PAGE:
Marie : J’ai été contactée par Simon Biron, qui se présentait comme un cinéaste fan de black et de doom et qui aimerait beaucoup bosser avec moi. J’étais en train de finir cet album de Black doom et j’avais des images en tête pour le dernier titre que je pensais intéressant d’illustrer en vidéo, la synchronicité était trop belle pour l’ignorer ! Il a donc commencé à bosser sur un scénario puis est venu au début de l’hiver avec son ami Théo Raoult (pour les prises de vue) passer quelques jours à la maison, où m’a rejoint mon ami Matthieu pour jouer le rôle du sorcier, et malgré un tournage plein de problèmes et de rebondissements au début, tout s’est finalement très bien déroulé, et nous avons clôturé ces 4 ou 5 jours par un glorieux cassoulet maison (la recette officielle de la confrérie du cassoulet, hein). C’était ma première expérience vraiment pro dans ce domaine (pour le cassoulet aussi mais je parle du clip là), l’intégralité de mes vidéos étant réalisées seule, à l’arrache, sans scénario et sans matos, et c’était évidemment une super expérience. Même si on a passé des nuits dehors à beaucoup attendre et très peu dormir, on s’est quand même bien marrés. Simon est très pro et j’ai vite compris que rien ne serait laissé au hasard, il n’y avait pas de plans « de remplissage », chaque scène avait une signification, un cadrage qui devait captiver et être intéressant visuellement. Un passage en colorimétrie par Ruben Attia après le montage et après une attente insoutenable paf ! Voilà le résultat, et c’est de toute beauté !!!

Icare : Pour ce premier album d’Alukta, tu sors de ta zone de confort musicale puisque tu t’aventures dans les contrées désolées du doom, une première pour toi si je ne m’abuse ! Y a-t-il des groupes du genre que tu apprécies particulièrement et si oui lesquels ?

Marie : Aucun, mais vraiment, je n’en écoute pas. J’ai essayé de m’y mettre un peu au moment de la compo et j’en ai pas trouvé un seul qui m’a pas gonflée après 3 minutes d’écoute….

 

Icare : Ce que j’ai trouvé incroyable dans cet album, outre le flot d’émotion et l’atmosphère incroyable qui s’en dégagent, c’est qu’il parvient parfaitement à mêler et fusionner vos deux univers sonores respectifs à Déhà et toi ; l’identité musicale de chacun est respectée et personnellement, je retrouve dans Merok autant de SLOW que de Brouillard par exemple. Comment avez-vous réussi ce tour de force ? Qui compose quoi dans Alukta et comment vous répartissez-vous le travail ?

DONNÉES ENREGISTRÉES:
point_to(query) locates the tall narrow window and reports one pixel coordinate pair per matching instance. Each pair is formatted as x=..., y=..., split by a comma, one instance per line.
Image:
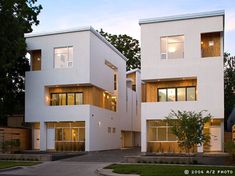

DÉFIS:
**a)** Selon l'entretien sur l'album d'Alukta, qui s'est chargé de la colorimétrie du clip après le montage ?
**b)** Poursuivez l'entretien sur l'album d'Alukta en reprenant juste après sa dernière phrase.

RÉPONSES À L'EXERCICE:
**a)** Ruben Attia.

**b)**
Marie : Marrant, parce que c’est moi qui ai composé à 90% ! Je suis arrivée au studio avec des chansons pré-enregistrées et Déhà a mis sa patte ensuite en rajoutant des guitares ultra grasses et lourdes ou des amplis taillés pour le doom, puis a rejoué les drums et a évidemment géré toute la partie mix et mastering, et sur ça, il sait comment faire du doom, c’est peut-être là qu’on retrouve le côté Slow ? Sinon on n’a pas spécialement cherché à fusionner ou se partager les choses, ça s’est fait très naturellement, on a mixé ensemble en proposant, testant, validant ou invalidant et je crois juste qu’on a une vision très similaire qui fait que ça a été simple et qu’on est parti dans les mêmes directions sans avoir besoin de compromis, la voie royale quoi !

 

Icare : La musique de Merok nous plonge dans une sorte de transe hypnotique mais les vocaux ne sont pas en reste : plus que jamais tu as laissé s’exprimer les différentes facettes de ton chant et sur des morceaux comme Matampu’, Exuvia, ou la fin de Laissez Entrer Ceux Qui Pleurent, on ressent vraiment un aspect shamanique et spirituel. Etais-tu dans un état particulier lors de l’interprétation des morceaux ? Qu’est-ce qui t’a animé, t’a permis de vivre autant la musique ? Peux-tu nous raconter comment s’est passé l’enregistrement des parties vocales ?

Marie : Je saurais pas bien dire mais j’ai de plus en plus envie d’explorer des trucs avec ma voix, et sur cet album j’avais des envies de chant clair, entre rituel et vraiment déclamé clairement, créer des harmonies etc… ça a même été la base de la composition ces voix. Rien de particulier pour leur enregistrement, faites chez moi ni plus ni moins comme d’hab, par contre on n’a rien refait en studio, ou réenregistré. Comme pour toutes mes parties vocales chantées ou hurlées d’ailleurs, j’aime autant que possible garder le premier et seul enregistrement, pour avoir l’émotion brute, l’était primitif et instinctif, c’est jamais aussi bon et sincère après. C‘est particulièrement vrai pour le chant Black sur cet album, je pense qu’on entend que je ne fake pas, l’émotion est là…

 

Icare : Peut-on caresser l’espoir de voir un jour Alukta monter sur les planches ou ce projet est-il exclusivement voué au studio ?

Marie : Ca serait énorme mais très compliqué à mettre en place à cause de tous les instrus, voix, percussions qu’il faudrait….. pour le moment c’est studio. Mais qui sait… !

Icare : Bon, puisque nous avons la chance de t’avoir sous la main, autant profiter de l’occasion ! Peux-tu nous présenter rapidement les prochaines sorties de Transcendance Productions ?

Marie : Et mes effets d’annonce et de surprise alors ?! Bon, on devrait voir arriver un 3ème album de Drache, le 4ème Transcending Rites est fini depuis longtemps, je dois juste crier dessus, et décider quand on le sort, il y aura un projet de l’illustre Hylgariss, qui nous a pondu le meilleur album de black atmo que j’ai entendu depuis Dissonnant Winds, et je commence à gratouiller en vue d’un nouveau Vertige, mais bon, calmez-vous.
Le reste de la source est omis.